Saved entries
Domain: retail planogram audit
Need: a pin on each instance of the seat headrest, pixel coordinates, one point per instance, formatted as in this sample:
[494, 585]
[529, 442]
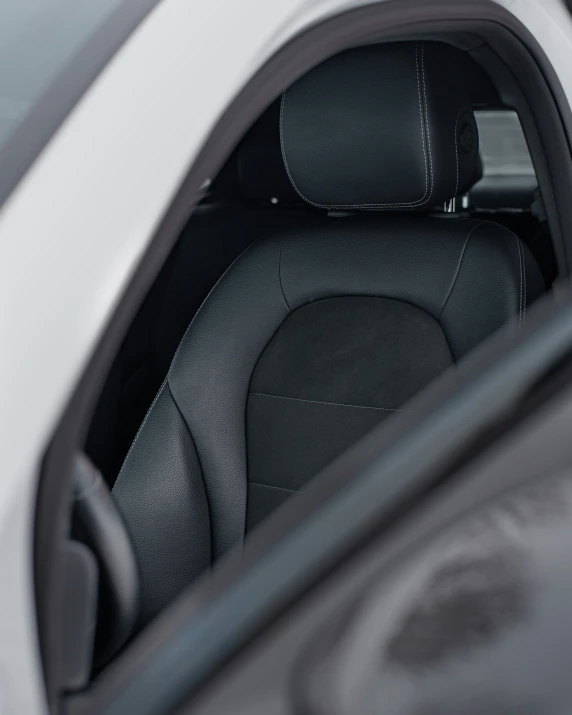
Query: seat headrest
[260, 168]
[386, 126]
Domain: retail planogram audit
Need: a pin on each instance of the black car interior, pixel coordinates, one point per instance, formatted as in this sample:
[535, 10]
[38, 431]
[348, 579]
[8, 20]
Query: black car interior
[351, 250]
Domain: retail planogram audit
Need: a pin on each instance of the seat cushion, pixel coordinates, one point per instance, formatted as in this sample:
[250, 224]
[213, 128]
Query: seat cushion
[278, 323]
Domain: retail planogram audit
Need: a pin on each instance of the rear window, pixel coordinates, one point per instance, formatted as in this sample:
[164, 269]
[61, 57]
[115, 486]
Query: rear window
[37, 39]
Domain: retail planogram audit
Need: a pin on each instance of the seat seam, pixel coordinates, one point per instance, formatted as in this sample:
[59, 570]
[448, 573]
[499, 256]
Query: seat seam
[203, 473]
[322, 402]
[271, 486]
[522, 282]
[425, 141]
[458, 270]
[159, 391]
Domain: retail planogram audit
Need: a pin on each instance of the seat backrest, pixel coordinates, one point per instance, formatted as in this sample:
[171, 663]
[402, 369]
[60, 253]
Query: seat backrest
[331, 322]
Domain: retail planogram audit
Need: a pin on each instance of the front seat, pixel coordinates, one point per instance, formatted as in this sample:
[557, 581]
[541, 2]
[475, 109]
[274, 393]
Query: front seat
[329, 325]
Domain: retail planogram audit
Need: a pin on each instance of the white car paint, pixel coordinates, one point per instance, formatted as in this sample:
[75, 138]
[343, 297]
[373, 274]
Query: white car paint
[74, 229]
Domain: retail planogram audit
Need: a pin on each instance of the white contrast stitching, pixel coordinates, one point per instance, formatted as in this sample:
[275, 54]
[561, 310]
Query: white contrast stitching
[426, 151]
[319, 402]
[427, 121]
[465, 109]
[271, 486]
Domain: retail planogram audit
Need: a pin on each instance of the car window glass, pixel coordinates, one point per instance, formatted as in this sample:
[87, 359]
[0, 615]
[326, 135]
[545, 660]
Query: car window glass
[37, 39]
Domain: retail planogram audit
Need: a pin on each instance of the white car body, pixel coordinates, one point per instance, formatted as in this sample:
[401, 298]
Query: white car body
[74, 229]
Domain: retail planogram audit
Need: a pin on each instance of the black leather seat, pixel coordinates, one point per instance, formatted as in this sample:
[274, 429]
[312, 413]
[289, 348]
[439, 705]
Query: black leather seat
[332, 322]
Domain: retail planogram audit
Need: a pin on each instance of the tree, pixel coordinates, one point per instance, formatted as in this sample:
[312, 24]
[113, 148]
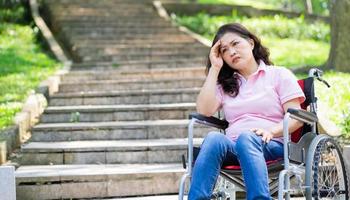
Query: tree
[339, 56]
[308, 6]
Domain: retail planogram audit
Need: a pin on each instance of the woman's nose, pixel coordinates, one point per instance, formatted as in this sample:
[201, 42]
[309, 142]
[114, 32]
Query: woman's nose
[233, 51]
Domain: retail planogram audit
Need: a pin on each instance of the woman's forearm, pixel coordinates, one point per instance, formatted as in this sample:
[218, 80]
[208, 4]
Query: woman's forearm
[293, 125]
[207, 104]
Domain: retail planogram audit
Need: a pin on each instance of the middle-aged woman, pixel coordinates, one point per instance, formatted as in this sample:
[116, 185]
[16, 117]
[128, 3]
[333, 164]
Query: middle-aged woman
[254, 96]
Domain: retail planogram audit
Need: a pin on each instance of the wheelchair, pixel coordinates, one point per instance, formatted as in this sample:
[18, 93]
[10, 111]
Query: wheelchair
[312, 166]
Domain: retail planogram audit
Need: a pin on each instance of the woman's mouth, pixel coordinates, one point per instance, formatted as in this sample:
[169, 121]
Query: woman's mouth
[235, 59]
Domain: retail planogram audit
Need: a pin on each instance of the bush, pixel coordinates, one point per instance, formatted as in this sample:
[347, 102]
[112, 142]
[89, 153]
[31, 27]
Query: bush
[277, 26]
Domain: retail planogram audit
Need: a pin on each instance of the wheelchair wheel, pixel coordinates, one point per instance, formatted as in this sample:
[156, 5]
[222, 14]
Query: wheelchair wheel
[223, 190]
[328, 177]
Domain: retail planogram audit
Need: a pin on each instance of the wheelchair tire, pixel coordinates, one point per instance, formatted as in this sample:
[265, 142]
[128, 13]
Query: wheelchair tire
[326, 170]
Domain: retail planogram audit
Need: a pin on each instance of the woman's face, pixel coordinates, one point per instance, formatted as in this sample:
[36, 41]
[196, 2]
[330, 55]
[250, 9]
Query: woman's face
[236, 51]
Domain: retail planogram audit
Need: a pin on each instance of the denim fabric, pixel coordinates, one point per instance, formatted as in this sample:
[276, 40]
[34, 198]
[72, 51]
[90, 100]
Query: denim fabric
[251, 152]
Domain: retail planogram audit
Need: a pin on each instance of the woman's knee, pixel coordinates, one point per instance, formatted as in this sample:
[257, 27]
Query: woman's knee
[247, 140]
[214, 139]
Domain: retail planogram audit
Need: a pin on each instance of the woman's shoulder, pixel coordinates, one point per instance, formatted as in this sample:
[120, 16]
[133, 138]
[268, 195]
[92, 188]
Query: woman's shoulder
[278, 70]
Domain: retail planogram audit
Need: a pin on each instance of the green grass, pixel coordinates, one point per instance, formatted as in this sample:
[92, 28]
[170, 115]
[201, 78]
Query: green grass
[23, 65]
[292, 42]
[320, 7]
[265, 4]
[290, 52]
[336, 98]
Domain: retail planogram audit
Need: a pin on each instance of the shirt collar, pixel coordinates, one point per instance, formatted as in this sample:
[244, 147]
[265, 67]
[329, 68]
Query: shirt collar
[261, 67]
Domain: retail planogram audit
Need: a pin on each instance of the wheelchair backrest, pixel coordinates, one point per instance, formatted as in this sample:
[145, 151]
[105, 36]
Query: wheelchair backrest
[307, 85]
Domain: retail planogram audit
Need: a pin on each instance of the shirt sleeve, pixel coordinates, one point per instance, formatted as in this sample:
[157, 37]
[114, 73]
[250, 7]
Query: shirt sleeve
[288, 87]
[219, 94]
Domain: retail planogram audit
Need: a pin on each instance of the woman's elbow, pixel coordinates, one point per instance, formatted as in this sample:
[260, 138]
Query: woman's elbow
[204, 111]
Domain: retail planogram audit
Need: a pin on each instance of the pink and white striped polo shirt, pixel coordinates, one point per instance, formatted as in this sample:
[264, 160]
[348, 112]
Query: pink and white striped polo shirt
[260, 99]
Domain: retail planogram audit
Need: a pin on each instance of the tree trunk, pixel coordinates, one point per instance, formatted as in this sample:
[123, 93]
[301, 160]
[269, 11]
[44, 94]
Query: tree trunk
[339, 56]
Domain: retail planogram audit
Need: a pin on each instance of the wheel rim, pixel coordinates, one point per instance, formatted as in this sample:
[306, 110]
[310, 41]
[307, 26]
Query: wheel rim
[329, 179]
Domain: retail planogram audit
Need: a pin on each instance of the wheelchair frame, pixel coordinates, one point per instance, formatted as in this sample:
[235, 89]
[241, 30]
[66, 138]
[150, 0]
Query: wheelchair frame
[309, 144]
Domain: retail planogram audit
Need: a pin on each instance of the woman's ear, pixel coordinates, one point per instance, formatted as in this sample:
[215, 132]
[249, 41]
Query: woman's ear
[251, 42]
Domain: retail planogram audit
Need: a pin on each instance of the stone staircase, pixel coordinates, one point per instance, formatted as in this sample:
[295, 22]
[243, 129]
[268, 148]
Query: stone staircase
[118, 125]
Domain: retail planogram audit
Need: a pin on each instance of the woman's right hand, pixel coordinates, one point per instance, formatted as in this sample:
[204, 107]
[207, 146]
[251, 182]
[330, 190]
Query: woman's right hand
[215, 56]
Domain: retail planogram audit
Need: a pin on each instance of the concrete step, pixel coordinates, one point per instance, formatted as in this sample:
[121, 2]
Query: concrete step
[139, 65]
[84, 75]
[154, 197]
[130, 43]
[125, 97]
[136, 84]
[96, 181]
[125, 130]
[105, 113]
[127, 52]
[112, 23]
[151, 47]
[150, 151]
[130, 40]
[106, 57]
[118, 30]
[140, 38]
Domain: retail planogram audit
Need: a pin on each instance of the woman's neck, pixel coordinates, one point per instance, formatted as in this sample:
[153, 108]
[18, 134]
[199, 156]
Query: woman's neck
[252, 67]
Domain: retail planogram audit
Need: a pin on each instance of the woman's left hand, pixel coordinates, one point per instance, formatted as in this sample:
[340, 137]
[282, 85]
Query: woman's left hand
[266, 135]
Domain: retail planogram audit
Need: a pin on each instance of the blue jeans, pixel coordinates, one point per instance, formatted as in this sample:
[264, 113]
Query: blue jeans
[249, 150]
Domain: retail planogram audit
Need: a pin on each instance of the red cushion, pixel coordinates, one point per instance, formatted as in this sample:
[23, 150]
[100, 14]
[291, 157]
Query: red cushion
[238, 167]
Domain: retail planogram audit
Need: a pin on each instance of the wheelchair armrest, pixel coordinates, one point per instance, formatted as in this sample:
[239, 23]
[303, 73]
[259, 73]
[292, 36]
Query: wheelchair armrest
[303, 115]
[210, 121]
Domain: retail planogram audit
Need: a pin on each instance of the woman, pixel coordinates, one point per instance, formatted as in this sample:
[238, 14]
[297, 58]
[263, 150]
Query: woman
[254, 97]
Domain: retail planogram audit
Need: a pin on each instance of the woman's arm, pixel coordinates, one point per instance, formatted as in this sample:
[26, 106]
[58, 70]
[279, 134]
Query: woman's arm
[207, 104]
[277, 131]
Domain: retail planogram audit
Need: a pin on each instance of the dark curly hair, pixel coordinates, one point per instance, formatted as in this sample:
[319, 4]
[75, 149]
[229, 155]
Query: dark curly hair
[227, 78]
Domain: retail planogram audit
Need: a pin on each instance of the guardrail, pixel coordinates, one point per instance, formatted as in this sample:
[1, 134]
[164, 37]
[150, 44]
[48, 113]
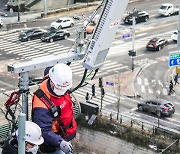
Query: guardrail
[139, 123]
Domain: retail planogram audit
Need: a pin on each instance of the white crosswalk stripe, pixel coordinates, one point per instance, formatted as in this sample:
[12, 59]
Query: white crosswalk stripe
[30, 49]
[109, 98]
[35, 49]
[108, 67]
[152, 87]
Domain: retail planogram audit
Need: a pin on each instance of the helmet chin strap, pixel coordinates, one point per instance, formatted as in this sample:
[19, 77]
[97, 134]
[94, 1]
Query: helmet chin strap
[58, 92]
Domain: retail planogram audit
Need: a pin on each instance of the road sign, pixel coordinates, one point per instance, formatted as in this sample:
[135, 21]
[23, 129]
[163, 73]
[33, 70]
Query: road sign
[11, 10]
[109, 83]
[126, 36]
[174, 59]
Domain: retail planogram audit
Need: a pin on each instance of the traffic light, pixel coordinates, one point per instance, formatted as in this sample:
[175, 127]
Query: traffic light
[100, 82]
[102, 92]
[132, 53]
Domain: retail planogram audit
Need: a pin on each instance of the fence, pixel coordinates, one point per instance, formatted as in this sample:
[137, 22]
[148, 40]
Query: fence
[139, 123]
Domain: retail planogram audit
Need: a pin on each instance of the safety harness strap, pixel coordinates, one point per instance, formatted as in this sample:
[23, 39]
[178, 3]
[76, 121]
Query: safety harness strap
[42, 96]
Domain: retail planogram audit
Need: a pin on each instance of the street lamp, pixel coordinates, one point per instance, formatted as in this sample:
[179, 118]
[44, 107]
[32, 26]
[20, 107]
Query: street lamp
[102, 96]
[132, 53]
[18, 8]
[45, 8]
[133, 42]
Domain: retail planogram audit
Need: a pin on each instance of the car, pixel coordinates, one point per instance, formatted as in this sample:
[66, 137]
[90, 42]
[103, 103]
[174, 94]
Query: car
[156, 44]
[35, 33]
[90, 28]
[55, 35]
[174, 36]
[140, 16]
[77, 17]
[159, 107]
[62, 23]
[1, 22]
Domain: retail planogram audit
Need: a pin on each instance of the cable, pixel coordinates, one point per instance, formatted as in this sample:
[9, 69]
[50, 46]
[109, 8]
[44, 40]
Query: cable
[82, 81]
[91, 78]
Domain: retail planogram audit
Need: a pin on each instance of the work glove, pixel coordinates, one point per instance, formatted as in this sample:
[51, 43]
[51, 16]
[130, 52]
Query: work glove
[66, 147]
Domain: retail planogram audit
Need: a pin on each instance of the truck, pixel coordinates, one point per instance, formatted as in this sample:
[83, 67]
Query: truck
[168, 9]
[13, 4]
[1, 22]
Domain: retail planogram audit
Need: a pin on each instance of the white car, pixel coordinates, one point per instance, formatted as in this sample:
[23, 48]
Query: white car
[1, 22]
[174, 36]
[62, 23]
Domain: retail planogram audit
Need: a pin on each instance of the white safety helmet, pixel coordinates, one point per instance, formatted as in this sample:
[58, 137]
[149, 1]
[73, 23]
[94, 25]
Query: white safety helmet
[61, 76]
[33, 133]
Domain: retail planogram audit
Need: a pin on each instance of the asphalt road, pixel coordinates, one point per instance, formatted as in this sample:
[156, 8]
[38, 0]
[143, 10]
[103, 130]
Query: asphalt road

- _What to do_
Lines from the entries that contain the string "asphalt" must be found and copied.

- _Finished task_
Need: a pin on each instance of the asphalt road, pixel coordinates, one point per instance, formatted as in this sample:
Query: asphalt road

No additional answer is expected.